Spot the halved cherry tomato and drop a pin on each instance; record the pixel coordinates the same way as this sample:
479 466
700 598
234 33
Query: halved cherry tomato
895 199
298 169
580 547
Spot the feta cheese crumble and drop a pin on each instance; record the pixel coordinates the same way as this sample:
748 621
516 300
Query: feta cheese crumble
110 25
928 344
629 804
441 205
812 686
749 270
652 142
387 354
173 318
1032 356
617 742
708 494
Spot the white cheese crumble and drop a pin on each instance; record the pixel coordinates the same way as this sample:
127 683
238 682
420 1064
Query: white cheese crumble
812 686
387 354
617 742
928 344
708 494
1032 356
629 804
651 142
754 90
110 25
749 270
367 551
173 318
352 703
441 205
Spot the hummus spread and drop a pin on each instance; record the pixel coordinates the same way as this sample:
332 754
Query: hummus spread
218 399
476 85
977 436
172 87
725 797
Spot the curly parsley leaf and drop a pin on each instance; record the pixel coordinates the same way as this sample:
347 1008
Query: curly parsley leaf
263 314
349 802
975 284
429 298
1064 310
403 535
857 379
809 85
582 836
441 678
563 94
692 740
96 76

■ **Exercise brief**
Please copy all of the lines above verbatim, without changing anything.

■ **Exercise solution**
Spot the halved cherry tomato and drop a pin on each instance; record the pixel coordinates the same way as this sample:
479 466
700 598
234 33
Query: halved cherry tomato
895 199
298 169
580 547
Spot the feta cheese crumble and drop a pin on each instance; record the pixel coordinates the same way as this sample:
748 621
516 300
Query: feta cheese crumble
110 25
928 344
629 804
441 205
812 686
749 270
652 142
387 354
173 318
1032 356
617 742
708 494
Spot the white cheese crumble and drop a pin on each instance; record the pixel coordinates the same way as this sample:
127 683
238 682
420 1064
Query: white cheese crumble
812 686
387 354
617 742
928 344
708 494
1032 356
629 804
651 142
754 90
110 25
749 270
367 551
173 318
352 703
441 205
Spot the hummus spread and drop a pin on each instance; record the pixel coordinates the same way as this sample:
332 754
Query: hummus spread
218 399
476 85
977 436
172 87
725 797
Spot the curly parsley leaf and drop a pin on each instance; record the pixel coordinates the same way as this sample:
347 1008
Query: curly parsley leaf
263 314
349 802
975 284
429 298
1064 310
403 535
857 379
809 85
582 836
441 678
563 94
692 740
96 76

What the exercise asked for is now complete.